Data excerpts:
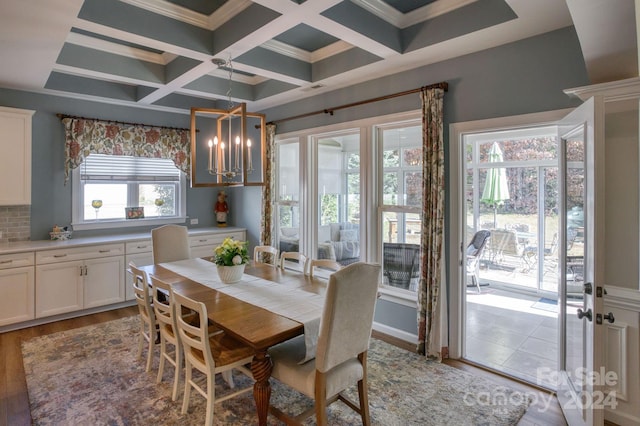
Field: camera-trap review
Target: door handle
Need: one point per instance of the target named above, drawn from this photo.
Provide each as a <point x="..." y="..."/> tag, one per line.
<point x="609" y="317"/>
<point x="585" y="314"/>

- Your goal:
Leave the images out and transcribe the remaining data above word for word.

- Reply to the task:
Field: camera-trap review
Target: door handle
Need: one point per instance of the target named above, drawn from this photo.
Provide each as a <point x="..." y="..."/> tag, one per line.
<point x="609" y="317"/>
<point x="585" y="314"/>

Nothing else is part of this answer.